** Goal of the exercise **
Give the records again in full, exactly as written.

** Provided records **
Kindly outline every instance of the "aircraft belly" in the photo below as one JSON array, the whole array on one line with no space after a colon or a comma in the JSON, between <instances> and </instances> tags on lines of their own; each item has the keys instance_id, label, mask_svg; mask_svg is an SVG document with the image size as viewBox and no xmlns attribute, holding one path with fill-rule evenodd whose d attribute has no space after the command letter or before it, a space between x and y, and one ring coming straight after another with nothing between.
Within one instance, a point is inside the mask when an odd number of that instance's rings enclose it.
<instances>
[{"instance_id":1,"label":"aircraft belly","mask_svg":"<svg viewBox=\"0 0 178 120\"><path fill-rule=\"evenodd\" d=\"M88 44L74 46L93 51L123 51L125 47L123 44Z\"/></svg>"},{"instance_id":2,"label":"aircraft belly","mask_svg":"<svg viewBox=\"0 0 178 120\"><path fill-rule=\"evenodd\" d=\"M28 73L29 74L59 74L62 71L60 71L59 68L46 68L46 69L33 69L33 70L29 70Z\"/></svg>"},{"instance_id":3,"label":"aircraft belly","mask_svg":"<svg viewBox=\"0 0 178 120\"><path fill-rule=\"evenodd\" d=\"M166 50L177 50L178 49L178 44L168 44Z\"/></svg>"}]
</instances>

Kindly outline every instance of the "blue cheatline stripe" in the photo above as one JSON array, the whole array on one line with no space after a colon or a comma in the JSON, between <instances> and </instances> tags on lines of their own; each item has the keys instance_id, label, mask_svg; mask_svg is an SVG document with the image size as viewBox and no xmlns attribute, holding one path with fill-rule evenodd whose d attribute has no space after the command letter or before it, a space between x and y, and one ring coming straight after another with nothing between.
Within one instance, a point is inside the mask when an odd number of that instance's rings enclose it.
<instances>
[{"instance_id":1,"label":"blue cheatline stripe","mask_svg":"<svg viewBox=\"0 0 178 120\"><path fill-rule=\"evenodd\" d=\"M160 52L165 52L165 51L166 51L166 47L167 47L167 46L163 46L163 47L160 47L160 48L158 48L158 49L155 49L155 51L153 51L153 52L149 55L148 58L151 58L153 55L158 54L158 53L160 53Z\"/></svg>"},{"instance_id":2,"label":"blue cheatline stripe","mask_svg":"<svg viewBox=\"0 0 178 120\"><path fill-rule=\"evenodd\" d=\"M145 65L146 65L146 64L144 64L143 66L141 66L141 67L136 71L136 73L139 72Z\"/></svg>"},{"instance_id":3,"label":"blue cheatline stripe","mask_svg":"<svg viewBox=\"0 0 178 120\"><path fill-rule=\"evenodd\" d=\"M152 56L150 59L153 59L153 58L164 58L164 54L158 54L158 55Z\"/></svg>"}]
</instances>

** Response to the task **
Kindly outline every instance of the "aircraft belly" in the photo below as one JSON array, the whole array on one line with no space after a colon or a comma in the JSON, between <instances> and </instances> tags on lines of their own; each item has the keys instance_id, label, mask_svg; mask_svg is an SVG document with the image size as viewBox and no xmlns attribute, holding one path with fill-rule evenodd whose d attribute has no space after the command letter or before it, a space between x and y, and one ring coming straight after another with nothing between.
Within one instance, a point is inside the mask when an odd number of that instance's rings enclose it.
<instances>
[{"instance_id":1,"label":"aircraft belly","mask_svg":"<svg viewBox=\"0 0 178 120\"><path fill-rule=\"evenodd\" d=\"M88 44L74 46L93 51L123 51L125 47L123 44Z\"/></svg>"},{"instance_id":2,"label":"aircraft belly","mask_svg":"<svg viewBox=\"0 0 178 120\"><path fill-rule=\"evenodd\" d=\"M28 73L29 74L59 74L62 71L60 71L59 68L46 68L46 69L33 69L33 70L29 70Z\"/></svg>"},{"instance_id":3,"label":"aircraft belly","mask_svg":"<svg viewBox=\"0 0 178 120\"><path fill-rule=\"evenodd\" d=\"M166 50L177 50L178 49L178 44L168 44Z\"/></svg>"}]
</instances>

Kindly outline every instance of the "blue cheatline stripe" in the photo above as one JSON array, the whole array on one line with no space after a colon or a comma in the JSON, between <instances> and </instances> tags on lines of their own; each item has the keys instance_id, label, mask_svg; mask_svg is an SVG document with the image size as viewBox and no xmlns attribute, holding one path with fill-rule evenodd whose d attribute has no space after the command letter or before it, a space between x and y, and one ring coming straight after another with nothing between.
Within one instance, a point is inside the mask when an odd number of that instance's rings enclose it.
<instances>
[{"instance_id":1,"label":"blue cheatline stripe","mask_svg":"<svg viewBox=\"0 0 178 120\"><path fill-rule=\"evenodd\" d=\"M160 52L165 52L165 51L166 51L166 47L167 47L167 46L163 46L163 47L160 47L160 48L158 48L158 49L155 49L155 51L153 51L153 52L149 55L148 58L151 58L153 55L158 54L158 53L160 53Z\"/></svg>"},{"instance_id":2,"label":"blue cheatline stripe","mask_svg":"<svg viewBox=\"0 0 178 120\"><path fill-rule=\"evenodd\" d=\"M145 65L146 65L146 64L144 64L143 66L141 66L141 67L136 71L136 73L139 72Z\"/></svg>"},{"instance_id":3,"label":"blue cheatline stripe","mask_svg":"<svg viewBox=\"0 0 178 120\"><path fill-rule=\"evenodd\" d=\"M152 56L150 59L153 59L153 58L164 58L164 54L158 54L158 55Z\"/></svg>"}]
</instances>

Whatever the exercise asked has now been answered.